## TASK DETAILS
Rewrite every line of the listing below, substituting "mark" for "indicate" and leaving everything else unchanged. Leave the pictures out.

(Point placement records)
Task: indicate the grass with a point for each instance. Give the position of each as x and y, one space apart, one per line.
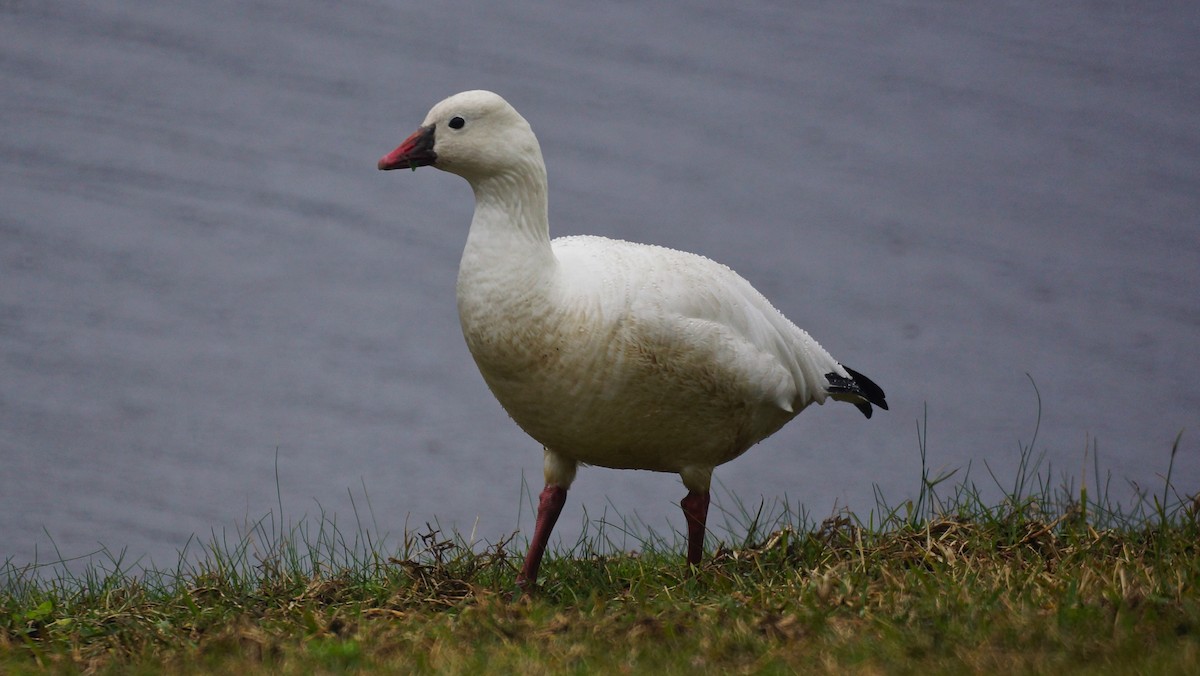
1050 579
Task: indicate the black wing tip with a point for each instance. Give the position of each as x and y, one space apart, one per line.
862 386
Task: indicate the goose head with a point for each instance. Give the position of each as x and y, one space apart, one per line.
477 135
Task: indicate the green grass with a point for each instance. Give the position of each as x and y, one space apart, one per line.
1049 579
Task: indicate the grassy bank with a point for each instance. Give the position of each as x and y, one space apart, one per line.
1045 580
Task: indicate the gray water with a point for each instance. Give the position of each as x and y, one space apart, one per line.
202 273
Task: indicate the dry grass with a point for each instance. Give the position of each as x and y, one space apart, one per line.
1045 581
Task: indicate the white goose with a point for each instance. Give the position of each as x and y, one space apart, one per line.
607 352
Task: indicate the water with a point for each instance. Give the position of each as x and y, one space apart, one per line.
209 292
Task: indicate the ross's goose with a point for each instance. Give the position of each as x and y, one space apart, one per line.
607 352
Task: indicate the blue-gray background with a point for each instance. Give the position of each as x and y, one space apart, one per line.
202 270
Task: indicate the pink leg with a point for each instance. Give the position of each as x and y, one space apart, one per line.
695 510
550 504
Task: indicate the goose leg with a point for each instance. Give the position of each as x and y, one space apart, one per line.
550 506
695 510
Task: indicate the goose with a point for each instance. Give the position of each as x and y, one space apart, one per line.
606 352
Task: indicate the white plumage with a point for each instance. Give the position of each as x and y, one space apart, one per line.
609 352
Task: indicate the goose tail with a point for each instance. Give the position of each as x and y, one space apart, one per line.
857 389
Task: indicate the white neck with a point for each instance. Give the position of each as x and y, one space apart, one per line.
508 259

## EXPECTED ANSWER
Task: mark the grass with a point for each instance. Give the position of each as x and y, one space apart, one per line.
1050 579
Task: mark the black wing tip with a point for each instance. Give the position of each as x and y, one space apart, one per line.
862 386
Task: mark the goose head with a point for each instance. Give the position of each as x and y, one space apart, one per line.
477 135
Task: mark the green grass with a point for each instance. Give the position of each as x and y, one space apart, one per line.
1049 579
Task: mark the grassy bank with a point for each instance. Give the position of each as x and y, one space apart, one per line.
1045 580
Task: mark the gray water with a point for each instance. Give the position of each as x and y, one space apart, one per line.
202 273
Task: mark the dry grass with a point for each instance. Give the position of each as x and y, one space apart, one per line.
1045 581
Task: mark the white goose with a point for each instance. Give the position of each as x and y, one space apart, one per line.
607 352
Task: mark the water with a point for each instance. Give the position of each as x and y, one space apart, one per line.
209 292
Task: mark the ross's goose with a point for each instance. Give the position of each as x and y, one space apart, one per line.
607 352
Task: mark the blue-gray background with a point for each instance. Give the position of each as x and y, one space apart, one per line.
202 270
Task: mark the pink leg with a point for each instance. Give the position of each as x and y, one space apart, one per line.
695 510
550 504
Task: mark the goose leg with a point for each instance. Give the position of each as x and y, one space apart, one per line.
550 506
695 510
Task: mark the goose with a point for each instance. Give the position of each as x and y, one space apart, one per line.
606 352
Task: mark the white plumage with a point for each instance. Give the position of each as x and y, one space apart, one per line.
609 352
Task: mark the goose tail with a point for each instance. Give the position of each as x and y, one space apart, one per line.
857 389
Task: mark the white neck with a point for each instance. Give the position of each as x and y, one space apart, one per line.
508 259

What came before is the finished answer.